## THE PROBLEM
Could you update the stretch of rows from the line containing "the corrugated iron" through the end of the rows, replacing "pixel coordinates" with "image coordinates" and leaving everything else unchanged?

-------------------------

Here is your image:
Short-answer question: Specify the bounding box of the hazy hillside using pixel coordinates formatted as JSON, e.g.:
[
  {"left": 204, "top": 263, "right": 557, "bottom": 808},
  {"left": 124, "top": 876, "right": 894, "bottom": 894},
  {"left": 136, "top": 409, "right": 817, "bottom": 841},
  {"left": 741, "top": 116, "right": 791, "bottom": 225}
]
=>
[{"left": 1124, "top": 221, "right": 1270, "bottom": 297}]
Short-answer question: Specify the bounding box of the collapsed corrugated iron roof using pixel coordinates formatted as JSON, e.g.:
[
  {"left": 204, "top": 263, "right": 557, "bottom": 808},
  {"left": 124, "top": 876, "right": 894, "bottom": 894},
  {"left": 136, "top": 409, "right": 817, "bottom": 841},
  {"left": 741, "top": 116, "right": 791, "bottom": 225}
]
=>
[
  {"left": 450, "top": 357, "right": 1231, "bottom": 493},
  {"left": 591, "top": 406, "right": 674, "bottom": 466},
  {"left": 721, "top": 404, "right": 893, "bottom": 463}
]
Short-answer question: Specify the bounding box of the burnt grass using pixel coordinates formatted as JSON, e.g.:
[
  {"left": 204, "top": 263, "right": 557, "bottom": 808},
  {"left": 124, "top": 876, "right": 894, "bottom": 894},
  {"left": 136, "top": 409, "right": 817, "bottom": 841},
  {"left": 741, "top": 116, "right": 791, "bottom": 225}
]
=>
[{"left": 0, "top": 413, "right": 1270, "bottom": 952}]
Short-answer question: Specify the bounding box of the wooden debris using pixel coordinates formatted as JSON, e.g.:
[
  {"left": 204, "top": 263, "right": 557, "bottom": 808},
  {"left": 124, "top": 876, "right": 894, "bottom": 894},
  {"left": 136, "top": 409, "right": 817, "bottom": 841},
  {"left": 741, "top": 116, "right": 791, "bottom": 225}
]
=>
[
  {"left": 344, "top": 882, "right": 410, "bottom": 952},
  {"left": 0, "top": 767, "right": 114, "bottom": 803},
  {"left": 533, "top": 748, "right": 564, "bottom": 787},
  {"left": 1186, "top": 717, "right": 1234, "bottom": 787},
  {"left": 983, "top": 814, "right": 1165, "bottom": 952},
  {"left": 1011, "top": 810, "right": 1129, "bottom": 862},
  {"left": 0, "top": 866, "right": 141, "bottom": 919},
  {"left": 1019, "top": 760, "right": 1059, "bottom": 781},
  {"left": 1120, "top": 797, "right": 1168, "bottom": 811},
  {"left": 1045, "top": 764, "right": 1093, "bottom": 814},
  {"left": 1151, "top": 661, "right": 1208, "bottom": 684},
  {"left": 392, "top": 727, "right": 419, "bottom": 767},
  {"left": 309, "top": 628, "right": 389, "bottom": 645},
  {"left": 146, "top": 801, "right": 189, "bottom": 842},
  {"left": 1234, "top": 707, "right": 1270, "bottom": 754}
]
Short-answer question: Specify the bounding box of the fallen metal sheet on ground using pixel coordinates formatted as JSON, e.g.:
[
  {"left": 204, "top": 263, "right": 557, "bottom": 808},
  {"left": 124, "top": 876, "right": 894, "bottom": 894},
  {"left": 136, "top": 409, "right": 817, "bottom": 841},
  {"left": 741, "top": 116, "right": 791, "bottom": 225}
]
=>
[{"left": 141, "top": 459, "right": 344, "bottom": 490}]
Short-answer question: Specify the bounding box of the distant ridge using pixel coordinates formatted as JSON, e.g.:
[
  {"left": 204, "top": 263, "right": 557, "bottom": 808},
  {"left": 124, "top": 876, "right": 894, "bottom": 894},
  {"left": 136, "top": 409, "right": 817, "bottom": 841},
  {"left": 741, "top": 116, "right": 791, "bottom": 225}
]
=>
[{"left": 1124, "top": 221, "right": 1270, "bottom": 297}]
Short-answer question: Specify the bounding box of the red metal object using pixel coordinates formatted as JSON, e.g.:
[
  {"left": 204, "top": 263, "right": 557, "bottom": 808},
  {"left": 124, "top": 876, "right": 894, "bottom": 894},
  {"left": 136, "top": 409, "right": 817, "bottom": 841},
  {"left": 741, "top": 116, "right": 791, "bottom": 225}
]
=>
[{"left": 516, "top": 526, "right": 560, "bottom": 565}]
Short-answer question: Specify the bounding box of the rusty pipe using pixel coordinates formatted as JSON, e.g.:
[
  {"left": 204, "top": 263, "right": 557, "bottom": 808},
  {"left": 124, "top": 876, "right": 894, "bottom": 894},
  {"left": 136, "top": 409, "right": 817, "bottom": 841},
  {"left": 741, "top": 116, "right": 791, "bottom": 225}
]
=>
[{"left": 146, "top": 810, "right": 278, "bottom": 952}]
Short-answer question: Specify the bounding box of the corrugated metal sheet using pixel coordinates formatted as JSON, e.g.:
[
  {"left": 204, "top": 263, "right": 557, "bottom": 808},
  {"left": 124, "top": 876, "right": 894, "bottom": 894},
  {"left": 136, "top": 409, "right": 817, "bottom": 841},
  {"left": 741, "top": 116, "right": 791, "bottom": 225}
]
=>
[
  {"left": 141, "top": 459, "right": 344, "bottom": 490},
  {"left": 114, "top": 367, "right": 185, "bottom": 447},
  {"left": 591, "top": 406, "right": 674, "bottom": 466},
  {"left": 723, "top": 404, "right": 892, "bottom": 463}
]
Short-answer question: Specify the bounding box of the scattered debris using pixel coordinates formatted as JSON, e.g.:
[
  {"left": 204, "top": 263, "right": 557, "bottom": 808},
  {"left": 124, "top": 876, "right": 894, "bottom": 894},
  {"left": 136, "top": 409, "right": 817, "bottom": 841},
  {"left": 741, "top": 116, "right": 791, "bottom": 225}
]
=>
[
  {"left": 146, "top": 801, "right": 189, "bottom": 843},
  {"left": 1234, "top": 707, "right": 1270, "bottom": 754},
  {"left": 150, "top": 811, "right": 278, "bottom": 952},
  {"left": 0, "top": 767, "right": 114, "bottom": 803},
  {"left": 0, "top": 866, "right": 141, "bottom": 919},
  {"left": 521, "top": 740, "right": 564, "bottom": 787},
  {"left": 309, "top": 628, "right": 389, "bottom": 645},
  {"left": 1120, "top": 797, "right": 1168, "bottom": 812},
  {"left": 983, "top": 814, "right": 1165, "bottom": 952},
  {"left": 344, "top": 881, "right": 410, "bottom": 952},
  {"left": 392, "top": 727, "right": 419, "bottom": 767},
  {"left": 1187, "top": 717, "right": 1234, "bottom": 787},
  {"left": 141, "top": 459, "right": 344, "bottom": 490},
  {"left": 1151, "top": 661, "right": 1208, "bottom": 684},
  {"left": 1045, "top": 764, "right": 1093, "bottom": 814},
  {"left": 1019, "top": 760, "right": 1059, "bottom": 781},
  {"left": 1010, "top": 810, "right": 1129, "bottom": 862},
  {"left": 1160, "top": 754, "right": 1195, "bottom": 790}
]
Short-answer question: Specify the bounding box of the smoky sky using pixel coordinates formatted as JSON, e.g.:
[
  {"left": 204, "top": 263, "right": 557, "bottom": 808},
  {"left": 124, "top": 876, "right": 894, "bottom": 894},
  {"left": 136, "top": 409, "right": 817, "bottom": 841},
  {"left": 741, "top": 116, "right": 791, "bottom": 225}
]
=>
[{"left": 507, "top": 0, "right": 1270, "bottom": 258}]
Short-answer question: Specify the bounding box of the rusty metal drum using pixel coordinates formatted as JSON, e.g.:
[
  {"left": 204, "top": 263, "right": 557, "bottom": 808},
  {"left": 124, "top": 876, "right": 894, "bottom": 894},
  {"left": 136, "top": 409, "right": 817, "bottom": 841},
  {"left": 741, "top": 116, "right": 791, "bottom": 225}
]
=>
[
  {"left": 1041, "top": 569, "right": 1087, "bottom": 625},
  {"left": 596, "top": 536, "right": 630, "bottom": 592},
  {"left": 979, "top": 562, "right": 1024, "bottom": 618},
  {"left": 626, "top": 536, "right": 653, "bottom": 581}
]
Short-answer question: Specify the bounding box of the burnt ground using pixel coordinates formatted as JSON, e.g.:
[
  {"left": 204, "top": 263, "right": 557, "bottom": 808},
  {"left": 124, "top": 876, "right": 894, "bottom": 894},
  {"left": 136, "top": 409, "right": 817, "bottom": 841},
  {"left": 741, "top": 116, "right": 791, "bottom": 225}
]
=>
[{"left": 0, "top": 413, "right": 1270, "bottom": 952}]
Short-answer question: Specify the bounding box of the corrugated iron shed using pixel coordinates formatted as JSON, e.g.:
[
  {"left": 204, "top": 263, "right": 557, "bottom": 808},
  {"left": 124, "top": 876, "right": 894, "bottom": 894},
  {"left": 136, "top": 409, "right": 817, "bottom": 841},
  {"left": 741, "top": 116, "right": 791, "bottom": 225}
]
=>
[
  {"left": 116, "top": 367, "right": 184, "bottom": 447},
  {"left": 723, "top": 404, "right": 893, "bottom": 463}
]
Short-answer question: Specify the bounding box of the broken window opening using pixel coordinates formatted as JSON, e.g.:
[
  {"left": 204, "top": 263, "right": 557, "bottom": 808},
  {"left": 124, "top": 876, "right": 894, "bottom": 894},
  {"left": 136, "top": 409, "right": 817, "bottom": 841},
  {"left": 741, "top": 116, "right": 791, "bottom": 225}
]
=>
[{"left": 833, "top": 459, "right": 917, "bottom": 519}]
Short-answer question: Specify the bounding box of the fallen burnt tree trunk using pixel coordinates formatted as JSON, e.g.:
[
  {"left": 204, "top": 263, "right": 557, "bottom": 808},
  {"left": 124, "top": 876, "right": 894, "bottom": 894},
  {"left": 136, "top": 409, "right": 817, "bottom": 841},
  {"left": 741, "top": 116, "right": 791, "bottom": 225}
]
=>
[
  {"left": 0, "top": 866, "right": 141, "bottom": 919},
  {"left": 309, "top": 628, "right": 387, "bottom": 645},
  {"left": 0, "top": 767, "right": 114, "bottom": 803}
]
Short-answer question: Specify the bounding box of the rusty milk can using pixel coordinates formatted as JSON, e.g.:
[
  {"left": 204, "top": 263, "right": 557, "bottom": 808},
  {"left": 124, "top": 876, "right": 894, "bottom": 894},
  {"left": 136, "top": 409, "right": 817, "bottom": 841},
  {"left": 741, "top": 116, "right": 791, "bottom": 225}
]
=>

-------------------------

## CORRECT OUTPUT
Short-answer question: Specify the bounding box of the corrugated iron shed using image coordinates formatted as JSON, e.g.:
[
  {"left": 204, "top": 263, "right": 557, "bottom": 808},
  {"left": 124, "top": 876, "right": 894, "bottom": 894},
  {"left": 136, "top": 409, "right": 817, "bottom": 841},
  {"left": 741, "top": 116, "right": 791, "bottom": 225}
]
=>
[
  {"left": 116, "top": 367, "right": 184, "bottom": 447},
  {"left": 723, "top": 404, "right": 893, "bottom": 463}
]
Short-answer question: Specify the bounding box of the broken window opening using image coordinates formatted as JSON, e.g.:
[
  {"left": 204, "top": 263, "right": 557, "bottom": 808},
  {"left": 124, "top": 876, "right": 894, "bottom": 894},
  {"left": 136, "top": 409, "right": 817, "bottom": 841},
  {"left": 741, "top": 116, "right": 791, "bottom": 225}
]
=>
[{"left": 833, "top": 459, "right": 917, "bottom": 519}]
Short-answer question: Specify the bounding box of the fallen burnt tree trunk using image coordinates formatted as JSON, e.g.:
[
  {"left": 204, "top": 263, "right": 557, "bottom": 808},
  {"left": 124, "top": 876, "right": 894, "bottom": 894},
  {"left": 136, "top": 409, "right": 817, "bottom": 841},
  {"left": 741, "top": 116, "right": 791, "bottom": 225}
]
=>
[
  {"left": 0, "top": 866, "right": 141, "bottom": 919},
  {"left": 309, "top": 628, "right": 387, "bottom": 645},
  {"left": 0, "top": 767, "right": 114, "bottom": 803}
]
Short-answer question: Specify the bounding box of the rusty milk can using image coordinates formatted as JSON, e.g.:
[
  {"left": 204, "top": 263, "right": 557, "bottom": 808},
  {"left": 124, "top": 876, "right": 894, "bottom": 894},
  {"left": 136, "top": 409, "right": 817, "bottom": 841},
  {"left": 741, "top": 116, "right": 791, "bottom": 225}
]
=>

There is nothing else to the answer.